Extracts from a box-labeled dataset
______________________________
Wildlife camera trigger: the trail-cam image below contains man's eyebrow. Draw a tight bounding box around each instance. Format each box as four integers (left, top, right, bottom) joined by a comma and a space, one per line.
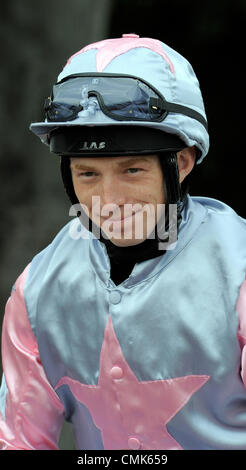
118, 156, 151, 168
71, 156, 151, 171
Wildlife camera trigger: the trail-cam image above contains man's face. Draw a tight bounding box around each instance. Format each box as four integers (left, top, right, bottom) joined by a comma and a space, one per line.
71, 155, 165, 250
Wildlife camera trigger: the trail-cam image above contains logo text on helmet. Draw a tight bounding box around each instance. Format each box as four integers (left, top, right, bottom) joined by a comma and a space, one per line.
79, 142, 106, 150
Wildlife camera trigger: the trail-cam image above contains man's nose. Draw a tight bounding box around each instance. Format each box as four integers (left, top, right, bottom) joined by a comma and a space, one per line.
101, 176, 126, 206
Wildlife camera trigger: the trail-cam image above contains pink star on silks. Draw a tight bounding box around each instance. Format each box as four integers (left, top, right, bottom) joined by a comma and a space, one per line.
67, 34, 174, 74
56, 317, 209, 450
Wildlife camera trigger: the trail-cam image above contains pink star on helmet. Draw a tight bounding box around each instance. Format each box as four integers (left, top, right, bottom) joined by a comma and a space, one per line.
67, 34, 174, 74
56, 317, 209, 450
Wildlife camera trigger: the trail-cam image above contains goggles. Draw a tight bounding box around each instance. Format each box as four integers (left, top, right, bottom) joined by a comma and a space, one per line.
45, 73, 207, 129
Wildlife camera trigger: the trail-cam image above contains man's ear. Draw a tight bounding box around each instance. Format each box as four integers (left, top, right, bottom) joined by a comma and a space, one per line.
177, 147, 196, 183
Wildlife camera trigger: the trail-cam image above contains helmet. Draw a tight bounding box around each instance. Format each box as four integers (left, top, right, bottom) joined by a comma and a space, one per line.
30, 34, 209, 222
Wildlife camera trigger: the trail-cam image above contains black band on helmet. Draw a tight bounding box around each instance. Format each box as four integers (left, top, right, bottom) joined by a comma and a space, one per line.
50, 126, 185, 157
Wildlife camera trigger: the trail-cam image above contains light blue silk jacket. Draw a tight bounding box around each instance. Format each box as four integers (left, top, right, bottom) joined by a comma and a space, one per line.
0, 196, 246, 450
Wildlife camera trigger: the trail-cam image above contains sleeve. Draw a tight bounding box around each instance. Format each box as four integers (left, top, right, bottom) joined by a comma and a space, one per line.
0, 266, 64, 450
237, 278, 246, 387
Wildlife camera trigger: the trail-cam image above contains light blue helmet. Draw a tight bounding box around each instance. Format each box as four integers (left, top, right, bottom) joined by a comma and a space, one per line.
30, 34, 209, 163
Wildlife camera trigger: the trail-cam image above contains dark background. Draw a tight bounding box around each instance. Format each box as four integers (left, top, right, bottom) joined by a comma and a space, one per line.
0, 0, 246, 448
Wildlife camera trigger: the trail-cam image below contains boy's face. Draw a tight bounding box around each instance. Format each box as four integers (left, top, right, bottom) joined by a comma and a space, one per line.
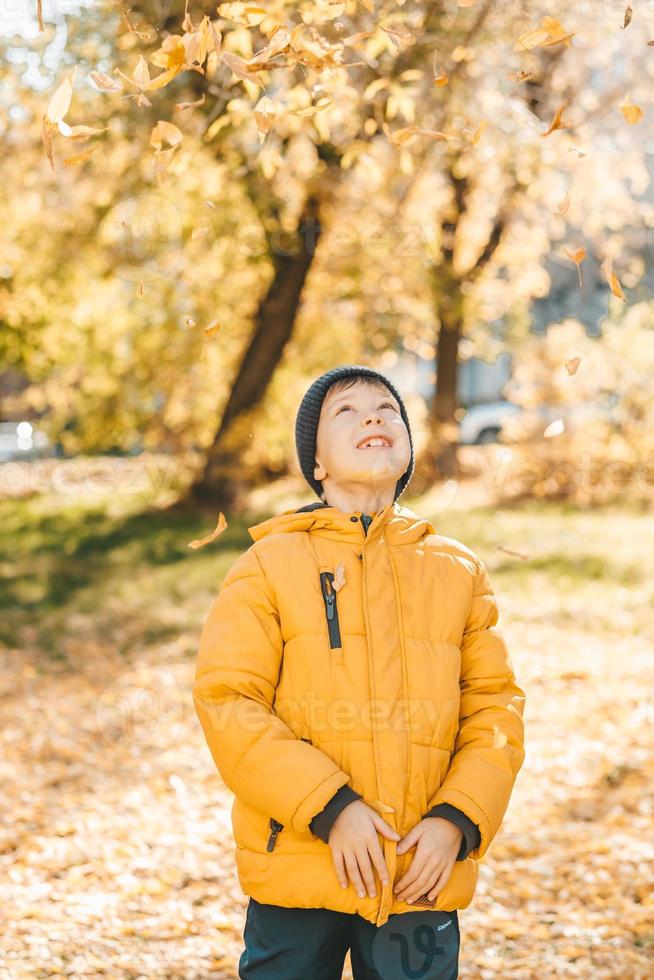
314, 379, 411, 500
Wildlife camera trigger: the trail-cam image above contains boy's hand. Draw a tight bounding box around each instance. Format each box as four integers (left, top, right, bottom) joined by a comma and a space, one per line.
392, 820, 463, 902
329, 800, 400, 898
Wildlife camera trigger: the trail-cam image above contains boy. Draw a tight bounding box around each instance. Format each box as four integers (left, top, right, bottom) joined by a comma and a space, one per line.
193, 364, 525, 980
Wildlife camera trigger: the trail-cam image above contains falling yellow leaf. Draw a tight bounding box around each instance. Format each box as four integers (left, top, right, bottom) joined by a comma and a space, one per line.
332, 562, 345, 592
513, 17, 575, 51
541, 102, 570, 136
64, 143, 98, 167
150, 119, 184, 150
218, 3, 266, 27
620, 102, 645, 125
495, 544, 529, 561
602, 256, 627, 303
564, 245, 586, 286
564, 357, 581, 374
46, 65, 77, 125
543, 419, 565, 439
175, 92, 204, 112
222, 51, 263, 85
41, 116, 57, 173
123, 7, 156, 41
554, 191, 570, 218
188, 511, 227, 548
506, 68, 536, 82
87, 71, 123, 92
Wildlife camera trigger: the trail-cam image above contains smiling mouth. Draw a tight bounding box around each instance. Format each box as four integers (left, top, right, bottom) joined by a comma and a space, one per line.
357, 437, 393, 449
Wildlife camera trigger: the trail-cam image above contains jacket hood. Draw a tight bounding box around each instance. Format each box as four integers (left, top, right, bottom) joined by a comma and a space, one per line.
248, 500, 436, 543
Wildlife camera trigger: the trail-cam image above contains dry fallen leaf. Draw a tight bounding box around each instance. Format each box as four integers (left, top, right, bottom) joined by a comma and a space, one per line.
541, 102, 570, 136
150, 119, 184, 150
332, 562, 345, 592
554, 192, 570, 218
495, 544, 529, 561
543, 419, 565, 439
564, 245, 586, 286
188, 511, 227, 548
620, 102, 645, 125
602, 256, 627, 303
______________________________
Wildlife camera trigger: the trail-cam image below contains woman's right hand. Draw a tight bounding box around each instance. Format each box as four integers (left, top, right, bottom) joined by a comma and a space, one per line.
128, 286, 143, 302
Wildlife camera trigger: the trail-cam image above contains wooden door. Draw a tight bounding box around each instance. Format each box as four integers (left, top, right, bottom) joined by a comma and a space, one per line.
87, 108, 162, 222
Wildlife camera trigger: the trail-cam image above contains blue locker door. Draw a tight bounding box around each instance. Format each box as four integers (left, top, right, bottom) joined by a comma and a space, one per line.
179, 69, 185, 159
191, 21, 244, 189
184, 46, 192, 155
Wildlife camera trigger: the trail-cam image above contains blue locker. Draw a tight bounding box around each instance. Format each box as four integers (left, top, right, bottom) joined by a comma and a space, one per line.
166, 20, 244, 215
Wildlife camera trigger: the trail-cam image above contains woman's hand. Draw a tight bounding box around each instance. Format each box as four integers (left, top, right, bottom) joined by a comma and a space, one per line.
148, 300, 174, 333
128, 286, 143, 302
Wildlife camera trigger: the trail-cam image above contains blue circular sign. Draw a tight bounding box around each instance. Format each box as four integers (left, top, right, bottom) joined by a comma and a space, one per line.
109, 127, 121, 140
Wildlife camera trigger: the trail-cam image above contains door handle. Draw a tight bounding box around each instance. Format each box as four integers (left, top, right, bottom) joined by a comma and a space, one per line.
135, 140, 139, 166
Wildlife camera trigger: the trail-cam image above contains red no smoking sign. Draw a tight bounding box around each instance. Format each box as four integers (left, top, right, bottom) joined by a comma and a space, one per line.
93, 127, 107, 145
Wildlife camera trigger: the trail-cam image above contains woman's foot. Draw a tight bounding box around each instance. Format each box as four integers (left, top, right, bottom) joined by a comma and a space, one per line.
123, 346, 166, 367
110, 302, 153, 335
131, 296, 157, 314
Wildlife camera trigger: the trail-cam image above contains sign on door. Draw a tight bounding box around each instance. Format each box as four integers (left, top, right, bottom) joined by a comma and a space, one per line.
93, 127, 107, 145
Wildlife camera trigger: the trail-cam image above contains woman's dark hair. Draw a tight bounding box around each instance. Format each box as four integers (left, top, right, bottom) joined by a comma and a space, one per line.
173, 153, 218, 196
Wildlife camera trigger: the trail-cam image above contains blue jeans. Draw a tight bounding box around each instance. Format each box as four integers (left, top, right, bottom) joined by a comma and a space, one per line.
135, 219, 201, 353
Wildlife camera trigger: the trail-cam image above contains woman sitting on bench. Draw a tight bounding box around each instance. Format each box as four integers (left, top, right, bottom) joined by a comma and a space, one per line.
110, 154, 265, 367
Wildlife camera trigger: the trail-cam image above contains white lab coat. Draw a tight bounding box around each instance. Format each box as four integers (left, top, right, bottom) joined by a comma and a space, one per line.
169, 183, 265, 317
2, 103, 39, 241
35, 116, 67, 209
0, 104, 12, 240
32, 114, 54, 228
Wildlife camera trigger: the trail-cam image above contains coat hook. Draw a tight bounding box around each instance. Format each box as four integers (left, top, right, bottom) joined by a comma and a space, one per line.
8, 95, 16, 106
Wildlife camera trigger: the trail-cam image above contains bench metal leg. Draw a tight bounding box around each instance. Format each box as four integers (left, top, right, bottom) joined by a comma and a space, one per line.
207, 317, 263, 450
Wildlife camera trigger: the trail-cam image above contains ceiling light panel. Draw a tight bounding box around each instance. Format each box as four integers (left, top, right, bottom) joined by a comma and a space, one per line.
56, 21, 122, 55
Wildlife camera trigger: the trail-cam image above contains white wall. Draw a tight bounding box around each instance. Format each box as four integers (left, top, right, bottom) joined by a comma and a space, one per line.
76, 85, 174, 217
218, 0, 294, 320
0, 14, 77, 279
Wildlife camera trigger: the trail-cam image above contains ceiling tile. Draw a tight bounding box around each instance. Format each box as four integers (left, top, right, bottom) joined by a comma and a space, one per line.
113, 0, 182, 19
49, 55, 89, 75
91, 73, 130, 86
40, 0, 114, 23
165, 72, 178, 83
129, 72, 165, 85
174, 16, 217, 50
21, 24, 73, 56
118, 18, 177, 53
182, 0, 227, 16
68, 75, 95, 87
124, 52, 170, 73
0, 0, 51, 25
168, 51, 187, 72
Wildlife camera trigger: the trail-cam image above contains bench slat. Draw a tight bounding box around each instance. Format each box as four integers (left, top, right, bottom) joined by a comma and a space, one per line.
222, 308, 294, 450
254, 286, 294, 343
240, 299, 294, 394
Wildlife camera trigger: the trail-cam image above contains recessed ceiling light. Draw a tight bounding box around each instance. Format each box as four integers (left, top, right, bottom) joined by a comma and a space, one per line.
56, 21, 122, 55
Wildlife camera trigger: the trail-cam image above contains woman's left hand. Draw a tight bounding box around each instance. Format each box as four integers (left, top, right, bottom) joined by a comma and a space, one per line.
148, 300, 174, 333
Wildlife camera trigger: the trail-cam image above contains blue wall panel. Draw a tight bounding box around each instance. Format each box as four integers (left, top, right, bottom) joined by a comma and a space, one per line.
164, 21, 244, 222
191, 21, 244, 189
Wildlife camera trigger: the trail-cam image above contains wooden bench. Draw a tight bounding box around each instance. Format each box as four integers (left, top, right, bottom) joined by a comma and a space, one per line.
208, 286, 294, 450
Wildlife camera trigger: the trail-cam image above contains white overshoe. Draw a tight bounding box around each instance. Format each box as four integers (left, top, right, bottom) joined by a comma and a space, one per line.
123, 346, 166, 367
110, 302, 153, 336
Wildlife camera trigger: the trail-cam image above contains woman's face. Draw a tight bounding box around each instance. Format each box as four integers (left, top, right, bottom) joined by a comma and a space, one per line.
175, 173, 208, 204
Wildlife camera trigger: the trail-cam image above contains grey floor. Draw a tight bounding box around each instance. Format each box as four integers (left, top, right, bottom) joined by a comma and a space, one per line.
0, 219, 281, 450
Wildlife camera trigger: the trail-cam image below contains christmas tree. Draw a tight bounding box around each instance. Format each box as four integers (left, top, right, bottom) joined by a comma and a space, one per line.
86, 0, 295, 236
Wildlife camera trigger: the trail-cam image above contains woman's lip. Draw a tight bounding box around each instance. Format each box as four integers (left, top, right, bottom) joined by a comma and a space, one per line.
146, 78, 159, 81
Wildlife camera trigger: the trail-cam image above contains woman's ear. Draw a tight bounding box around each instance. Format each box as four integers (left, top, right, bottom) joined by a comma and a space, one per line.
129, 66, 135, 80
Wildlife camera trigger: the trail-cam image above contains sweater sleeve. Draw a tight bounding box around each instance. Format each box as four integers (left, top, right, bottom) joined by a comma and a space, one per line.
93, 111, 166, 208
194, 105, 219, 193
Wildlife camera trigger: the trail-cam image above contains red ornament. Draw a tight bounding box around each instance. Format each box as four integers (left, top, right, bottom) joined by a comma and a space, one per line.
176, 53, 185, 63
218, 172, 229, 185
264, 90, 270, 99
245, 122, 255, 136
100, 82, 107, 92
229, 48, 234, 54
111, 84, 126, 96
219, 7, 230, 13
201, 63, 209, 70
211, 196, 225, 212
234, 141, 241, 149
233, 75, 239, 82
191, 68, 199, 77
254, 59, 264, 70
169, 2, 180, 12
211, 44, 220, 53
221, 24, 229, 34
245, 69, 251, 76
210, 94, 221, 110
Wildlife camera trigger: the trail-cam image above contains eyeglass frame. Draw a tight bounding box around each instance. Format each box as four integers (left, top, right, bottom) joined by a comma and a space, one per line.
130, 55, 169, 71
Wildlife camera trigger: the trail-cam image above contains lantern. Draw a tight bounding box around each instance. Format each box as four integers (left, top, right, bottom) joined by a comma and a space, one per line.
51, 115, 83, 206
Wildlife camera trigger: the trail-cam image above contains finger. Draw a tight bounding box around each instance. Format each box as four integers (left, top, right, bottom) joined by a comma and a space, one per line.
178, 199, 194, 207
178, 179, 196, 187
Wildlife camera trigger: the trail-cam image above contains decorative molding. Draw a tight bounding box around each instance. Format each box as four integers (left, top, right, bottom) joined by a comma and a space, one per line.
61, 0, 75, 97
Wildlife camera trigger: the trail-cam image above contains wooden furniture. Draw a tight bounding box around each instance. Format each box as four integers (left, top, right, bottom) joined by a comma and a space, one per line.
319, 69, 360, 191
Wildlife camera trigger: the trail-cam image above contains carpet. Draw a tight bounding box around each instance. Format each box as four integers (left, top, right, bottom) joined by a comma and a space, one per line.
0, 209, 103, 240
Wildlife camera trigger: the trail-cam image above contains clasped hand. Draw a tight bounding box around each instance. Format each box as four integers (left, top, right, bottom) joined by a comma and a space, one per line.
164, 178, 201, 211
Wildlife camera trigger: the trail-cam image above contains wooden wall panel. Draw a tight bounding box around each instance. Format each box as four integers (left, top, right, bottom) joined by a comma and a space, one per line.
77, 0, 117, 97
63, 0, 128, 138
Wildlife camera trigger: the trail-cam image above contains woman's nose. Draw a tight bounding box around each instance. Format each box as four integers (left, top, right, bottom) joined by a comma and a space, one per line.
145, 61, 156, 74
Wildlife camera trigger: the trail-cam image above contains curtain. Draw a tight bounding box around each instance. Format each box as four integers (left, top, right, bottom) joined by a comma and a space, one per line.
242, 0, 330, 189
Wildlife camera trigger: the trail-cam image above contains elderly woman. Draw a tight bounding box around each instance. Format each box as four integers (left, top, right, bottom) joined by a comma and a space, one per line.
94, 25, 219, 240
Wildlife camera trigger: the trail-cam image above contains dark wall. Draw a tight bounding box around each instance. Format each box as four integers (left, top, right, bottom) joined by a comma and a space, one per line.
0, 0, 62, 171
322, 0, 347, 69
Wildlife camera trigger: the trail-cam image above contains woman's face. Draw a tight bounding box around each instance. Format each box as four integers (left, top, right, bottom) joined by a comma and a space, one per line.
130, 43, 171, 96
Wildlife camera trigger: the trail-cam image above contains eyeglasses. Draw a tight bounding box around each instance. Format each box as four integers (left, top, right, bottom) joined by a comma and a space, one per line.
______________________________
Task goal:
List every line above that contains the word "star".

Worked solution:
Wildlife camera trigger: the trail-cam image above contains pink star on silks. Draw a tight bounding box around each instance. Format each box as four integers (left, top, right, bottom) joined by a comma and a space, one per line.
Wildlife camera trigger: the trail-cam image above contains pink star on helmet. Draw a tight bounding box around each instance. Format each box as four integers (left, top, right, bottom) joined by a comma and a space, one per line.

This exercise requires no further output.